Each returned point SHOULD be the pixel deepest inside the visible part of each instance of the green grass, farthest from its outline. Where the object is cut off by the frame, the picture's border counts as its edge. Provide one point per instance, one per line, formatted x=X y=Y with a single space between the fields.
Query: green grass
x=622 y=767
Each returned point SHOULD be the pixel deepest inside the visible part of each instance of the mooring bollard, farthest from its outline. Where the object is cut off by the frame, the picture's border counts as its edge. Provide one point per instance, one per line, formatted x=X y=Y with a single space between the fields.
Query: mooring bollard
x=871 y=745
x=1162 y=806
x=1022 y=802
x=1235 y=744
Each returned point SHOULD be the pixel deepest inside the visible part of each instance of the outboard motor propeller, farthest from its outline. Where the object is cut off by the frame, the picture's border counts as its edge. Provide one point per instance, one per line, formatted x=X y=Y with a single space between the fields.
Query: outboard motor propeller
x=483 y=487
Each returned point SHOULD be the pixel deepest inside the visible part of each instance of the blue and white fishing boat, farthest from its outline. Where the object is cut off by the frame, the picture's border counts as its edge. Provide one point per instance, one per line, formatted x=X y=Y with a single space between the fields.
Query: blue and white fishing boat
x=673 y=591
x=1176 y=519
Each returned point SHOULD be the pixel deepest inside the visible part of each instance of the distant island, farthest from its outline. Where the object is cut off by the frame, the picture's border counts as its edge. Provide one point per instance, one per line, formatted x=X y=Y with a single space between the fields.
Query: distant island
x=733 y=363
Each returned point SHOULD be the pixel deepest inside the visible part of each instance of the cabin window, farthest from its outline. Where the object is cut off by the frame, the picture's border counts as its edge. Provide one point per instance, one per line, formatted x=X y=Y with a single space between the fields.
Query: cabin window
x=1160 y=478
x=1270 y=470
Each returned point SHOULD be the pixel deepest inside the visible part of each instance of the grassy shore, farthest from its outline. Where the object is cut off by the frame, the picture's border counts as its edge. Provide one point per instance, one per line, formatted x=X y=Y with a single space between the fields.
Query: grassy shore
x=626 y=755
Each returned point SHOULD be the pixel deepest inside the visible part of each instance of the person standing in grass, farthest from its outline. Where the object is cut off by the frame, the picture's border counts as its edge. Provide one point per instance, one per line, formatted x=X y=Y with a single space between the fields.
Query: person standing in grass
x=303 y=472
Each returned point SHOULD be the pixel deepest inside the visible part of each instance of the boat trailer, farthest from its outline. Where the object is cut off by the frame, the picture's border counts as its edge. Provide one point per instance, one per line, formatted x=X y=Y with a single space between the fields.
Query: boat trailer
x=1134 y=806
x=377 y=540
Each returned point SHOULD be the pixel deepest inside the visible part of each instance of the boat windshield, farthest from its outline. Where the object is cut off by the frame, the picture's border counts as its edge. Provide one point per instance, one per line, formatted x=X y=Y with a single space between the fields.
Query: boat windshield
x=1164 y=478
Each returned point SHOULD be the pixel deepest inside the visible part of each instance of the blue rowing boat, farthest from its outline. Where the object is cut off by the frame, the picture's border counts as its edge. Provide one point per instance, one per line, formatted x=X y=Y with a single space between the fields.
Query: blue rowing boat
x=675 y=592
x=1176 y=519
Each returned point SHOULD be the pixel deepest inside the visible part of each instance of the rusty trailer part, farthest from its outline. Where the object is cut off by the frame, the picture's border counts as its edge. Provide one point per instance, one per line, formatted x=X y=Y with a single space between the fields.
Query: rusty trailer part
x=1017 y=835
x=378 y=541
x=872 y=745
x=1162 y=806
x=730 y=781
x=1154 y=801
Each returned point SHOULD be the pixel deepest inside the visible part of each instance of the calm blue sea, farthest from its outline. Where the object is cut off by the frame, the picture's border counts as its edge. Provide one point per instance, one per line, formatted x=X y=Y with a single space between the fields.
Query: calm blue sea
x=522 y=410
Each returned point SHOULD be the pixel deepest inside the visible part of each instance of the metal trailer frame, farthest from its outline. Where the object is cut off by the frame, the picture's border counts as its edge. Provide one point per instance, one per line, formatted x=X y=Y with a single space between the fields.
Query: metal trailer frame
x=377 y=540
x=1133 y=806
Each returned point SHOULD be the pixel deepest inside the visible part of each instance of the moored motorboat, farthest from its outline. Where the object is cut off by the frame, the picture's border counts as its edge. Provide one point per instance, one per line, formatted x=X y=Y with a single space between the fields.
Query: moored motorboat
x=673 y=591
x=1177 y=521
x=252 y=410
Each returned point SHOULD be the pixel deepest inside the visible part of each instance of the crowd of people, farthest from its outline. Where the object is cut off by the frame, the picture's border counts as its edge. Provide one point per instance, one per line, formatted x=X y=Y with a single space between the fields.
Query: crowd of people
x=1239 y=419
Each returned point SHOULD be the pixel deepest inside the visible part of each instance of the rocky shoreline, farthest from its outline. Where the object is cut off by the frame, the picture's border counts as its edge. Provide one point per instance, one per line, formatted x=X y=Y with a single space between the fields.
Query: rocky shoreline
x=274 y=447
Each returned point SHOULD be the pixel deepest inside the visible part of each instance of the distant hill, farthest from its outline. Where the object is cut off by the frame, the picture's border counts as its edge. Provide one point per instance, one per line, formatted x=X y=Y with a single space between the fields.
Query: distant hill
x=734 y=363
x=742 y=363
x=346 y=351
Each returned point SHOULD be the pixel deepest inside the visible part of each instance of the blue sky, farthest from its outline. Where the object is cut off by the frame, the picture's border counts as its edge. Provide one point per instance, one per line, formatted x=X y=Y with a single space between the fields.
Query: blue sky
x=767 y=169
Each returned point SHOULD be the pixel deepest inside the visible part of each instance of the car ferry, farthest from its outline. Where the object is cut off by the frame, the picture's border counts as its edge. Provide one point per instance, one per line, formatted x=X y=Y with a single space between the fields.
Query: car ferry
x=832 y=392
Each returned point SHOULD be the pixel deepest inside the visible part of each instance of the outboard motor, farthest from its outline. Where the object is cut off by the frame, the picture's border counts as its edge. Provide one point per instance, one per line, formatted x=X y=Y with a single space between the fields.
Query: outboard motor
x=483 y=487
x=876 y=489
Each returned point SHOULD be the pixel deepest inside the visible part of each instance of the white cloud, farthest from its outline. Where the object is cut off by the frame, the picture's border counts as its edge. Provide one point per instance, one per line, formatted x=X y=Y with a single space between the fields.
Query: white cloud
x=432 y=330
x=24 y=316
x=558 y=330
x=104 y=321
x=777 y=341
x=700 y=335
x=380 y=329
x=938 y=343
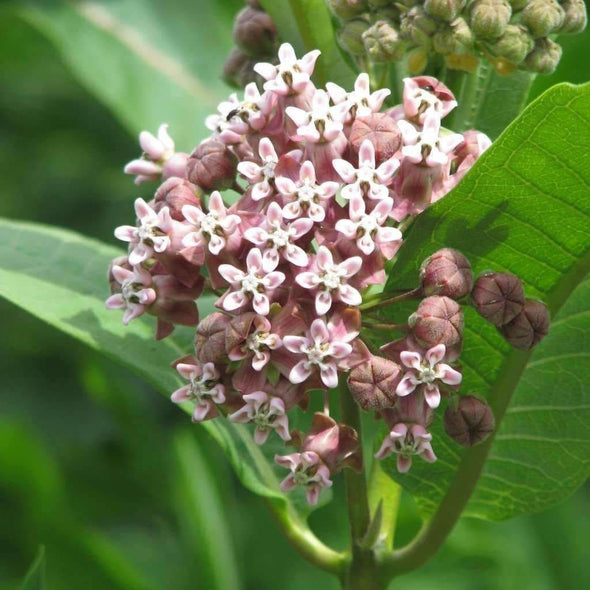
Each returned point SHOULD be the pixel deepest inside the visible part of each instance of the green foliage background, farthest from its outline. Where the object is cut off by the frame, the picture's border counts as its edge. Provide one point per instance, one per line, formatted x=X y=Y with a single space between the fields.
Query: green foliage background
x=99 y=468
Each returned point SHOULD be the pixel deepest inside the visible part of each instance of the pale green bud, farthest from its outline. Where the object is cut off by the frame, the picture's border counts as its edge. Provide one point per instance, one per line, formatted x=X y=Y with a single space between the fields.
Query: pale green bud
x=575 y=16
x=447 y=10
x=351 y=36
x=543 y=17
x=455 y=37
x=514 y=44
x=489 y=18
x=543 y=59
x=383 y=43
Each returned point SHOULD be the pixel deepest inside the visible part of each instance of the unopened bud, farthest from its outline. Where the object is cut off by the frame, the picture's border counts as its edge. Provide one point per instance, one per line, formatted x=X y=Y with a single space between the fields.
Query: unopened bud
x=383 y=43
x=446 y=10
x=543 y=17
x=438 y=320
x=529 y=327
x=446 y=272
x=575 y=16
x=543 y=59
x=373 y=384
x=498 y=297
x=254 y=32
x=212 y=166
x=489 y=18
x=347 y=9
x=351 y=36
x=514 y=45
x=210 y=338
x=471 y=422
x=456 y=38
x=381 y=130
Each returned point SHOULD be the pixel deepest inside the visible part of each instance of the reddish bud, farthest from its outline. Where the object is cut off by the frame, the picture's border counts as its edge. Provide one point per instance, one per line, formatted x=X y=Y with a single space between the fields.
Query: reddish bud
x=212 y=166
x=373 y=384
x=498 y=297
x=470 y=422
x=447 y=272
x=529 y=327
x=438 y=320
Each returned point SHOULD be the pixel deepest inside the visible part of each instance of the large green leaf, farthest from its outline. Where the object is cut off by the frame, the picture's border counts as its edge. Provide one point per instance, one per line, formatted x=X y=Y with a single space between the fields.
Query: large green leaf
x=525 y=209
x=59 y=276
x=149 y=62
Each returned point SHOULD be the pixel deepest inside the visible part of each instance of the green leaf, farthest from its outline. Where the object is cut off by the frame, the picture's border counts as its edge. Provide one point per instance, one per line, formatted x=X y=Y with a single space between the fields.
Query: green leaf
x=35 y=578
x=149 y=62
x=307 y=25
x=525 y=209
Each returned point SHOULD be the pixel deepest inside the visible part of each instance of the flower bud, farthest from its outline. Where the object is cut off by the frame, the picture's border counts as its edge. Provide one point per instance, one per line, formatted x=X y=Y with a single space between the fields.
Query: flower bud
x=351 y=36
x=575 y=16
x=383 y=43
x=447 y=272
x=210 y=338
x=529 y=327
x=498 y=297
x=438 y=320
x=347 y=9
x=212 y=166
x=514 y=44
x=373 y=384
x=456 y=38
x=254 y=32
x=446 y=10
x=470 y=422
x=489 y=18
x=543 y=59
x=381 y=130
x=417 y=27
x=542 y=17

---

EXERCISE DESCRIPTION = What's needed is a word-for-word copy of the lines from the one holding "the green leaf, farthest" through the final line of the data.

TASK RESULT =
Each returned point SHOULD be the pixel deepest inside the visible part of each instance of the green leaf, farthest from its outline. Where the object is cut off by the frame, the picture's border counts as its edge. Provide one point per instance, one per line, formatted x=X y=Y with a single space between the fields.
Query: green leaf
x=35 y=578
x=149 y=62
x=307 y=25
x=525 y=209
Each returned point SHOULD be the pixel deepest inside the visible part of each instance of the flower bud, farthest from its outline. Where the object is cut off by the frame, the picture's border counts as its edge. Provide one point per instance, one per line, formatted x=X y=Y with a single space between the fields.
Query: flower bud
x=351 y=36
x=575 y=16
x=383 y=43
x=447 y=272
x=210 y=338
x=529 y=327
x=498 y=297
x=438 y=320
x=347 y=9
x=212 y=166
x=514 y=44
x=373 y=384
x=456 y=38
x=254 y=32
x=446 y=10
x=470 y=422
x=489 y=18
x=543 y=59
x=381 y=130
x=417 y=27
x=542 y=17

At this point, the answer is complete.